■ Exercise description:
Scan the entries line by line and return those with "basketball".

■ Dataset extract:
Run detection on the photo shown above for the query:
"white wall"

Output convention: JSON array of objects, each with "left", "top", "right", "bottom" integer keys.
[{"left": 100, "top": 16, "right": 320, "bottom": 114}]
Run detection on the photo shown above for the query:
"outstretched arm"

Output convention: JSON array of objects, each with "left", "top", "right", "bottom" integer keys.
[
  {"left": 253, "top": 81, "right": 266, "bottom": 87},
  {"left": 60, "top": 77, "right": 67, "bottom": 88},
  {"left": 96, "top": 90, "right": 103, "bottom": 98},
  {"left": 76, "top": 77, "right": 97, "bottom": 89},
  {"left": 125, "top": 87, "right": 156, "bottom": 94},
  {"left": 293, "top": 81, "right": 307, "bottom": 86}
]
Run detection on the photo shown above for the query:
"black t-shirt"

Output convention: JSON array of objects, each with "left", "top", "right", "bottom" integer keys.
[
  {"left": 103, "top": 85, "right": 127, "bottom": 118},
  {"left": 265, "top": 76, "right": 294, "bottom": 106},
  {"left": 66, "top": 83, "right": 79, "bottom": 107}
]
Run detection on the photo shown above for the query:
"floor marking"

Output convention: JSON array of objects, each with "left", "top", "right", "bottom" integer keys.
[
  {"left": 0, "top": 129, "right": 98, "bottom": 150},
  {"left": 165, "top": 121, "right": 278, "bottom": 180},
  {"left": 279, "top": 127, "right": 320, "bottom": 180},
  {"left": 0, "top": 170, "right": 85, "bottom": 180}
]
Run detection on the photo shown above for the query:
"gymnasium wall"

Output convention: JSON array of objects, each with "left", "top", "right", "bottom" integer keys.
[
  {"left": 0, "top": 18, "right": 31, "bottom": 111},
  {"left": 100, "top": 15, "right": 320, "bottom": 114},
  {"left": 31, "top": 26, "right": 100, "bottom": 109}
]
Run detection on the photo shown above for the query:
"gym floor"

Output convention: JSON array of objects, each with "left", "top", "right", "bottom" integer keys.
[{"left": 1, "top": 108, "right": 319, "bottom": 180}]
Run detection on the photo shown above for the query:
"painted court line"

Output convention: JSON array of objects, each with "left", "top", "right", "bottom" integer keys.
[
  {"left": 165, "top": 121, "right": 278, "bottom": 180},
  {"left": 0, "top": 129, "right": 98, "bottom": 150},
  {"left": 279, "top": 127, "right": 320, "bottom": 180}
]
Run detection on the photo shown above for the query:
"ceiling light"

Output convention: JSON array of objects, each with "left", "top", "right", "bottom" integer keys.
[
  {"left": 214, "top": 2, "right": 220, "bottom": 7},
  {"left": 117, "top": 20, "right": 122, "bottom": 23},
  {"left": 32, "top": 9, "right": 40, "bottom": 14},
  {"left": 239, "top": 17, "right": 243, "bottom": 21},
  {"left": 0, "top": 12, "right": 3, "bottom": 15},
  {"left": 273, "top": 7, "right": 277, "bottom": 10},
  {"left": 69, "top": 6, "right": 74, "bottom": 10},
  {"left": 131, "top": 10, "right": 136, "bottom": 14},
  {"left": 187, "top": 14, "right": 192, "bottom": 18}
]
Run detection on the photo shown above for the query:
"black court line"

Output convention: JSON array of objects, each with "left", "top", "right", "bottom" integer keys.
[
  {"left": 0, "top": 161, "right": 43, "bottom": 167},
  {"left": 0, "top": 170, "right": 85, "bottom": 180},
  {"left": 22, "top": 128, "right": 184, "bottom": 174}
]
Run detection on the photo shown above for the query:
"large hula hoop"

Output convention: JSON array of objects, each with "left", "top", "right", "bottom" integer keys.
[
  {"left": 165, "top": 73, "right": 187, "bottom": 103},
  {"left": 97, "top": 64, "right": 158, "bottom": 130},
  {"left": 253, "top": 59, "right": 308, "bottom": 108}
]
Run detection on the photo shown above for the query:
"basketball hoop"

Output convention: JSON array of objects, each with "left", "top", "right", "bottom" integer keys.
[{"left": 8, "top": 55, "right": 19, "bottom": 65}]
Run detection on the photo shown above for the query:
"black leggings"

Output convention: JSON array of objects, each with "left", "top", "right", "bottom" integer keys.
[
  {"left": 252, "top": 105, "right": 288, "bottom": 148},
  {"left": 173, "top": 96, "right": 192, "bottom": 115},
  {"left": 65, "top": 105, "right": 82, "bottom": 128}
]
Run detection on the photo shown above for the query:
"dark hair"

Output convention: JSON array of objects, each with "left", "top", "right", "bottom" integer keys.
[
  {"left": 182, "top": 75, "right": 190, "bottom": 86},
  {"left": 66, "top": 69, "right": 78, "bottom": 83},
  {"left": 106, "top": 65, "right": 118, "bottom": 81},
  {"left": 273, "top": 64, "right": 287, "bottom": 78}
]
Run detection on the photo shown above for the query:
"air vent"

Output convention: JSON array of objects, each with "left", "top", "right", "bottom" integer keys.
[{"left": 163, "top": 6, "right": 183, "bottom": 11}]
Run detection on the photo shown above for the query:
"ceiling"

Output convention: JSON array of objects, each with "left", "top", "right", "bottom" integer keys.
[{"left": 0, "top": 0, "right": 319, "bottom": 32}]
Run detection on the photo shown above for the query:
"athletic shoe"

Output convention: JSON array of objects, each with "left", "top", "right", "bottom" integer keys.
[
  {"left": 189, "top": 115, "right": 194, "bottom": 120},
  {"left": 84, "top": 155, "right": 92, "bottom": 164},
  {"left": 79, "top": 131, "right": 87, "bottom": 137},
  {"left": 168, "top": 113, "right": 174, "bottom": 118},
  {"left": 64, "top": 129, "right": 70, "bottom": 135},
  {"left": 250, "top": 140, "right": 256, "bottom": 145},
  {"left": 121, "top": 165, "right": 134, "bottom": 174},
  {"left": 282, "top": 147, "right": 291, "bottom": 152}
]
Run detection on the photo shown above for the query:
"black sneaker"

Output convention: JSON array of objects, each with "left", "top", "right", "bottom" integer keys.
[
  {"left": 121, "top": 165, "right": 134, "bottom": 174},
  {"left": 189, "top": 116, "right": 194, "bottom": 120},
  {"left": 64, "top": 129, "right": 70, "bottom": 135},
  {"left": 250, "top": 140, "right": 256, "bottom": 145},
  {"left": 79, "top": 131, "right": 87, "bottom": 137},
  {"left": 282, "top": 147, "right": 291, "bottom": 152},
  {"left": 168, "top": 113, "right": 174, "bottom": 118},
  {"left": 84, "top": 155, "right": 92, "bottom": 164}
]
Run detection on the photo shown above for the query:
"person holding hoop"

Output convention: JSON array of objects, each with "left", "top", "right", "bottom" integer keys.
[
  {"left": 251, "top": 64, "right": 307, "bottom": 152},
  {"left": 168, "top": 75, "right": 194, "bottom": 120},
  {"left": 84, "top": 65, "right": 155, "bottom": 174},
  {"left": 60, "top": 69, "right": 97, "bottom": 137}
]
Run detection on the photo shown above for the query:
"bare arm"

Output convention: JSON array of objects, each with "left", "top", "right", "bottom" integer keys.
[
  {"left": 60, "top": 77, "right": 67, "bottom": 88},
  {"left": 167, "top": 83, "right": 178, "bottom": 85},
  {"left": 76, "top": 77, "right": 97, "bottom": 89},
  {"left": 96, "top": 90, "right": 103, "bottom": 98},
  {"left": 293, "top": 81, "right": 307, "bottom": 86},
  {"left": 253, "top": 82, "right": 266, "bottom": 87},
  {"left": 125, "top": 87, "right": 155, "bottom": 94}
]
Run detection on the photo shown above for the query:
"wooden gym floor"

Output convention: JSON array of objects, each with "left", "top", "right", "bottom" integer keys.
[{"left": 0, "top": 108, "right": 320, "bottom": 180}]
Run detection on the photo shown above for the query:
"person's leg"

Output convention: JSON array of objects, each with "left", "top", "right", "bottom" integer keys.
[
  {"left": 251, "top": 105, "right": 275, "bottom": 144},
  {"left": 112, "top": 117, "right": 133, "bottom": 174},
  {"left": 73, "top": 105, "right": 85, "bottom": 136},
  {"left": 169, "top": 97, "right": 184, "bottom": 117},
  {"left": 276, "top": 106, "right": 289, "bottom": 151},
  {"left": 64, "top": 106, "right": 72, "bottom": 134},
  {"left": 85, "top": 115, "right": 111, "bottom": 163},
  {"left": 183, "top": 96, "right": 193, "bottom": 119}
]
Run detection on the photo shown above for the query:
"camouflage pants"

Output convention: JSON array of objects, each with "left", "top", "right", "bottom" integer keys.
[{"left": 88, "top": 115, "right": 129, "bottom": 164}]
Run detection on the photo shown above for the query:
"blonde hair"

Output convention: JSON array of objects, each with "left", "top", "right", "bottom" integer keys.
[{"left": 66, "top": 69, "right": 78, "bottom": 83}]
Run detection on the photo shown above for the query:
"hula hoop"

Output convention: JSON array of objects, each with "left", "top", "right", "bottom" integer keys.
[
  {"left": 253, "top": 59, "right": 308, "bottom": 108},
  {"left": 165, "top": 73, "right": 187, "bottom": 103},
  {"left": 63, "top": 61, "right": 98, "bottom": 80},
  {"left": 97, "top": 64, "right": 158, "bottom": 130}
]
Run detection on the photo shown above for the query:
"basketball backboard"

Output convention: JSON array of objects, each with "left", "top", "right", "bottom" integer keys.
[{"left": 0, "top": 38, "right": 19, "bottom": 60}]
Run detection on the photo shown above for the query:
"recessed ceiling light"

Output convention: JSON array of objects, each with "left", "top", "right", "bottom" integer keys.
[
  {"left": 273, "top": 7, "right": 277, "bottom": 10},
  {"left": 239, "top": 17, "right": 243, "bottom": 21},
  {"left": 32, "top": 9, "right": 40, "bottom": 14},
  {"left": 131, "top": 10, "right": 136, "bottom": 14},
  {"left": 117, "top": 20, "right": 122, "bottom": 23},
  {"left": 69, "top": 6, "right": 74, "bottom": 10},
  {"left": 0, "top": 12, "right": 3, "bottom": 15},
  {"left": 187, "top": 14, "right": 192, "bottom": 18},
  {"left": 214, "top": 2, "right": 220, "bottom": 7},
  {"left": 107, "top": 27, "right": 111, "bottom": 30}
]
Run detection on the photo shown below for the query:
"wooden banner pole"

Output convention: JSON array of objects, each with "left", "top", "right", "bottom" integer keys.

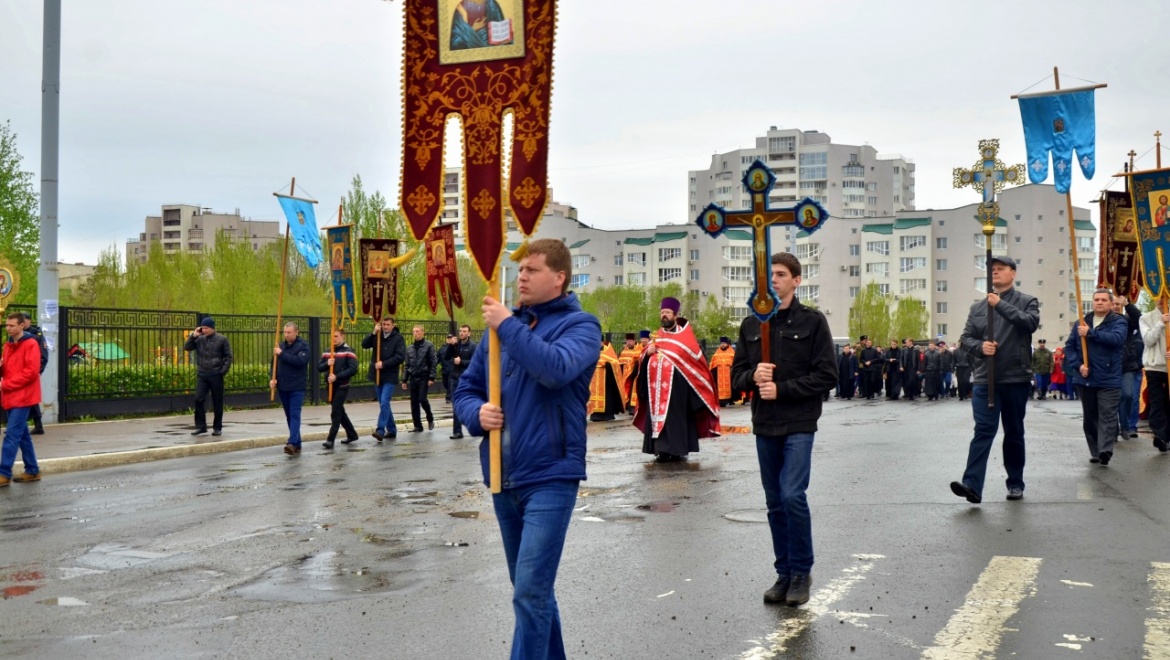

■ Expected answer:
"basketball hoop"
"basketball backboard"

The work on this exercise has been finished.